[Rows of labeled points]
— begin —

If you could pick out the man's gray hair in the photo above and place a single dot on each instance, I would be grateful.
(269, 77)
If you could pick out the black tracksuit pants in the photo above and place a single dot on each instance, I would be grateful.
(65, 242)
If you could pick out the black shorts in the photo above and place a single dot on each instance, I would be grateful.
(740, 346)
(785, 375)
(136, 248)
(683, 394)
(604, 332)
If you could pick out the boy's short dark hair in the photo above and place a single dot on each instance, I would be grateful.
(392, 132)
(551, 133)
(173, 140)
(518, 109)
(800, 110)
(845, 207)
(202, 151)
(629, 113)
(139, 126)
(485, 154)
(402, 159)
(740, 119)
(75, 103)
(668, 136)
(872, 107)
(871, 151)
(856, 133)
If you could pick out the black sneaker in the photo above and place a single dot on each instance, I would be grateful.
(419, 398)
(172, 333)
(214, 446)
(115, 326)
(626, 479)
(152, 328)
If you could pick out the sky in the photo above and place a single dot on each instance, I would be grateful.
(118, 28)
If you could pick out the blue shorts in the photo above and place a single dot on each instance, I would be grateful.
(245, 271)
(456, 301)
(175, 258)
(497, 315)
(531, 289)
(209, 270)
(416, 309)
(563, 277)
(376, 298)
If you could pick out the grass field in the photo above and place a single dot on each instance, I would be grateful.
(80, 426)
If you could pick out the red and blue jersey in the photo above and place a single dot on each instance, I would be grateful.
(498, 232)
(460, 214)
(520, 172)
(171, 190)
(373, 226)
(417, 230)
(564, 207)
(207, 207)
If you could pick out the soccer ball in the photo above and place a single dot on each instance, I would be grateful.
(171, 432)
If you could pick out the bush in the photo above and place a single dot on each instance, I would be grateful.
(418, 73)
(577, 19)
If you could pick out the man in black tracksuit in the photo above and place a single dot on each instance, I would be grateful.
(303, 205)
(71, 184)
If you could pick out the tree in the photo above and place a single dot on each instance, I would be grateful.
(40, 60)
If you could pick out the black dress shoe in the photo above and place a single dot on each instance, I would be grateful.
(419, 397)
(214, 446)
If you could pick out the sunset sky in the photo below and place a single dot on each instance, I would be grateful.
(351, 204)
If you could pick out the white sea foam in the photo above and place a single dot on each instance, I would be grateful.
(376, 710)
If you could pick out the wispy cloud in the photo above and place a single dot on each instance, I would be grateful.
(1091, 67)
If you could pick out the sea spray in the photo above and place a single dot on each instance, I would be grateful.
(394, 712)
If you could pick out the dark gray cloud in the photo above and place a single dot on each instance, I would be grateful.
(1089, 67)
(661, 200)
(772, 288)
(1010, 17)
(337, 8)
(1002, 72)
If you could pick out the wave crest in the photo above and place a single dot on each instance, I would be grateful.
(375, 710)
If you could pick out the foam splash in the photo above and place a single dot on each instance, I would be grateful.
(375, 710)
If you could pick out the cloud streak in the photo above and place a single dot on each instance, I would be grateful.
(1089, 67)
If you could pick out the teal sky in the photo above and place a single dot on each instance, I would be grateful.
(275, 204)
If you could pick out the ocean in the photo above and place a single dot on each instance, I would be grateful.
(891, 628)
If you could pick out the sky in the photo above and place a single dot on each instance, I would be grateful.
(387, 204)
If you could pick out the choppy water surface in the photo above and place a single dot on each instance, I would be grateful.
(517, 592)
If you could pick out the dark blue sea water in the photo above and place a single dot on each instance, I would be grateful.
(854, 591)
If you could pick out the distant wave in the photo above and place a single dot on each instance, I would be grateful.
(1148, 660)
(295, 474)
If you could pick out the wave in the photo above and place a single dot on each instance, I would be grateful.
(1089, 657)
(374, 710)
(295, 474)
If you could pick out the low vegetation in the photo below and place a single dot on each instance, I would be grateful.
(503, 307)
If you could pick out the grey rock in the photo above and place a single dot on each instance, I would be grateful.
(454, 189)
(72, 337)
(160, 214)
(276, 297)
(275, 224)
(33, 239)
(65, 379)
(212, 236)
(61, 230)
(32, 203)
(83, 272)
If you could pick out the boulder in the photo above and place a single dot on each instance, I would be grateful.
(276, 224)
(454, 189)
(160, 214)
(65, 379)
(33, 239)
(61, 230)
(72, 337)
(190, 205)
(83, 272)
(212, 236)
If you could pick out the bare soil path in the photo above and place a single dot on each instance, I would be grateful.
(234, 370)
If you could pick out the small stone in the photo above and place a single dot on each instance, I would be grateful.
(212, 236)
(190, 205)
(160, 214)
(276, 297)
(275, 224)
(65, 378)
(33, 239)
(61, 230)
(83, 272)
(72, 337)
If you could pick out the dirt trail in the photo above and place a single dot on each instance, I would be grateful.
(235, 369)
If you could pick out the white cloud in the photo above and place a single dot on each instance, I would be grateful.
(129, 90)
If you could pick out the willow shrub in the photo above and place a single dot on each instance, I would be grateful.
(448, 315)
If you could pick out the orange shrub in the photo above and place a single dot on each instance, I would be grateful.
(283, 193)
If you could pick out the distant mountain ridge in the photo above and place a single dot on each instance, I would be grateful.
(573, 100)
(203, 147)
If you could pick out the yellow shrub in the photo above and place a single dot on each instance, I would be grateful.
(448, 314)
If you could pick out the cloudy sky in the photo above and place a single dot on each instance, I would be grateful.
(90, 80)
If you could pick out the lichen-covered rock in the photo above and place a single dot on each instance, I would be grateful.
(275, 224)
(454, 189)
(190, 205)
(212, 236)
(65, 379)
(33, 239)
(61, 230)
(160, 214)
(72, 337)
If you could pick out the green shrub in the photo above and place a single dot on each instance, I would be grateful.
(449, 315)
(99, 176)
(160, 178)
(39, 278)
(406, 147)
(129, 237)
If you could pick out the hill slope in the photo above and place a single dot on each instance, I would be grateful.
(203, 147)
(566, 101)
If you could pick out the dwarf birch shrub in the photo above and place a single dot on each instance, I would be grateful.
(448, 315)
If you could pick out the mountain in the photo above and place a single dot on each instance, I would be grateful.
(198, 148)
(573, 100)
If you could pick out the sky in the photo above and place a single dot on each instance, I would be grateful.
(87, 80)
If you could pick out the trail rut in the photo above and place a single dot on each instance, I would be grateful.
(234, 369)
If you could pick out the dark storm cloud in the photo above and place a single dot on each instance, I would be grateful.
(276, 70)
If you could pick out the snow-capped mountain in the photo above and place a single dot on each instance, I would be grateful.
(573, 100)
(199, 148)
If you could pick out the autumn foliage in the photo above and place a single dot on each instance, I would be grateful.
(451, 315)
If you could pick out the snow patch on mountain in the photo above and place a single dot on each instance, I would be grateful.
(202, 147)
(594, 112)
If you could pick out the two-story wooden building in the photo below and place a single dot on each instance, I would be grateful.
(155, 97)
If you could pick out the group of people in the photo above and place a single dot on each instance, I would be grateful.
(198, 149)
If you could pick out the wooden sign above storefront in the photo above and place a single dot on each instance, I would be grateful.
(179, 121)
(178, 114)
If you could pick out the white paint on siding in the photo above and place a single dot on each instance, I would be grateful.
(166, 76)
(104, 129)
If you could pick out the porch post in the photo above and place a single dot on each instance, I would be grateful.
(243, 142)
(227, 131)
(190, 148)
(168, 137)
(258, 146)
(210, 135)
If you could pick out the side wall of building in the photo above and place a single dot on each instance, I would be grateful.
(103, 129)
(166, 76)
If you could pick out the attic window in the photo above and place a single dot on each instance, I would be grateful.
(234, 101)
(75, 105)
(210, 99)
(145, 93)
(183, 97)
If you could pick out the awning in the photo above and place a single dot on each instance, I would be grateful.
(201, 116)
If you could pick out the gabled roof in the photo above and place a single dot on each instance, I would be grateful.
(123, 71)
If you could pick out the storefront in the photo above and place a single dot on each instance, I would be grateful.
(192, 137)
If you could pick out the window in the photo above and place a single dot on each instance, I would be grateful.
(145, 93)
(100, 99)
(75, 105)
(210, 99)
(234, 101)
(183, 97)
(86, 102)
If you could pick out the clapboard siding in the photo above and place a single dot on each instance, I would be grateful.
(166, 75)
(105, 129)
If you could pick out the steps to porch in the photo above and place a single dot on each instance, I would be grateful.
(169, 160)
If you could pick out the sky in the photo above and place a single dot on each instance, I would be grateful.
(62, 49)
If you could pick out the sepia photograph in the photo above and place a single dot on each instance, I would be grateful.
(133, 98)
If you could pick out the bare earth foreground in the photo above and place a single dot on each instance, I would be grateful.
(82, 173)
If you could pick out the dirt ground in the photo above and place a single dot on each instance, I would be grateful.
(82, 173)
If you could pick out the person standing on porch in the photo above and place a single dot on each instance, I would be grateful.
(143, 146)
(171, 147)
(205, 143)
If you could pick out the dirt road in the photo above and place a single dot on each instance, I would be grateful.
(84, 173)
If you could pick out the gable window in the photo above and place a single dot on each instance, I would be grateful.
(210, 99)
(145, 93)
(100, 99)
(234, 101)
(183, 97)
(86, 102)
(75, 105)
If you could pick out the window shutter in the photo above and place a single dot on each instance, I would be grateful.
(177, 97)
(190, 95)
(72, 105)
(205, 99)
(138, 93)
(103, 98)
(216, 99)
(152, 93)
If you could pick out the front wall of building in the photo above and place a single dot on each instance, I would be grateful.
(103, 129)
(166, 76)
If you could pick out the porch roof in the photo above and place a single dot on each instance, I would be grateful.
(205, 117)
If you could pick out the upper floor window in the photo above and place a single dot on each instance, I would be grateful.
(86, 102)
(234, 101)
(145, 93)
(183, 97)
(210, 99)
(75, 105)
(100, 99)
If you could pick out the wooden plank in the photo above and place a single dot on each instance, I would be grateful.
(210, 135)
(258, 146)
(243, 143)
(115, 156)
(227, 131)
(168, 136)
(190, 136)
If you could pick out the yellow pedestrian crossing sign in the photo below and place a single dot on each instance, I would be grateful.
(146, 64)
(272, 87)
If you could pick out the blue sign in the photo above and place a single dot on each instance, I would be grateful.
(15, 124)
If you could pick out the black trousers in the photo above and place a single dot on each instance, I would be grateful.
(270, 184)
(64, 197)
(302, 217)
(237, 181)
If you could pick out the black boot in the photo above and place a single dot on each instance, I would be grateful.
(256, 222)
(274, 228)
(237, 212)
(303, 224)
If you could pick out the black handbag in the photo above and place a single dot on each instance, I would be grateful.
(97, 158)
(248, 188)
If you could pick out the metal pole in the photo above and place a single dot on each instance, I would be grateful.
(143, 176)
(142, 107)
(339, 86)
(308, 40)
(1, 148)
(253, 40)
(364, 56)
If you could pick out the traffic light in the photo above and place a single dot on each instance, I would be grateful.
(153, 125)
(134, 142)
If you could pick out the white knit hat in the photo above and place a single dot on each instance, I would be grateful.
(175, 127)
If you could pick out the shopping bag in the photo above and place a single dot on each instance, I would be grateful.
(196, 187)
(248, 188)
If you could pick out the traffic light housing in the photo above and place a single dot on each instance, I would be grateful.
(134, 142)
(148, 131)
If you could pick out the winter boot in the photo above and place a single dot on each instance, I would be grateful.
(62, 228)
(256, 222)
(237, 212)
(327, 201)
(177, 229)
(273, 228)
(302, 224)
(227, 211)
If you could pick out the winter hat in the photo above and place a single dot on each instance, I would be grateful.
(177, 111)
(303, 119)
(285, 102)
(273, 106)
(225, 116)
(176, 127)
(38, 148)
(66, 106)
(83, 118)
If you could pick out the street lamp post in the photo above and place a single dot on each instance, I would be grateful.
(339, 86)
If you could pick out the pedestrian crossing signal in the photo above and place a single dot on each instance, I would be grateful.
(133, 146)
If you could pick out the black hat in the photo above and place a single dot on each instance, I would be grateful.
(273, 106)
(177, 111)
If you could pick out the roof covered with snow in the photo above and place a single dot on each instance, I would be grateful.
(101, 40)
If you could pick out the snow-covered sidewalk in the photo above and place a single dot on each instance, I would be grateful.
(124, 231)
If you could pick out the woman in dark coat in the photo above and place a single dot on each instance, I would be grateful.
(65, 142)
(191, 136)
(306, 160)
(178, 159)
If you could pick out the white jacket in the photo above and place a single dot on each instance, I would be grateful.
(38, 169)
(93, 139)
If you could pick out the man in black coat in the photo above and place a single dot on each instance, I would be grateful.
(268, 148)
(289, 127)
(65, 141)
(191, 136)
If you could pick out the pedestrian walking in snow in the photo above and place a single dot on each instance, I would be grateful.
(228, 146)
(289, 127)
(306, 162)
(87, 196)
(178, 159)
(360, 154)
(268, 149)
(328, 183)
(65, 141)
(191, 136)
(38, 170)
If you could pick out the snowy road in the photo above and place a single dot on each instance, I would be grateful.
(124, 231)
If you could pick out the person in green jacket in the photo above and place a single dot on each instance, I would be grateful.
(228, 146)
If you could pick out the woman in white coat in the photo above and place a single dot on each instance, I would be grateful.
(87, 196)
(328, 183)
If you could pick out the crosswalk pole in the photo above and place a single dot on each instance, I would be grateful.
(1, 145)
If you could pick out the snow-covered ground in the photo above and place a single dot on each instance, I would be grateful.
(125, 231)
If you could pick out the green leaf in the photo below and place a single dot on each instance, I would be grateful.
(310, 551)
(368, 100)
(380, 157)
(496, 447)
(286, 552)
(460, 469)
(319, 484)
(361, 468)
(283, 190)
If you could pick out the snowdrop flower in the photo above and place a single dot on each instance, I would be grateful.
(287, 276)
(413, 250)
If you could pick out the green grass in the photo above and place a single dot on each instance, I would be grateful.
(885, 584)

— end —

> [DIRECTIONS FOR THIS TASK]
Update the stretch from the line containing "If you could pick out the green grass" through the end of the rows, changing "green grass" to "lawn" and leaving everything else the same.

> [RESPONSE FOR THIS EXERCISE]
If you could pick out the lawn in the photo above and place a single dot on each instance, I would be grateful.
(885, 584)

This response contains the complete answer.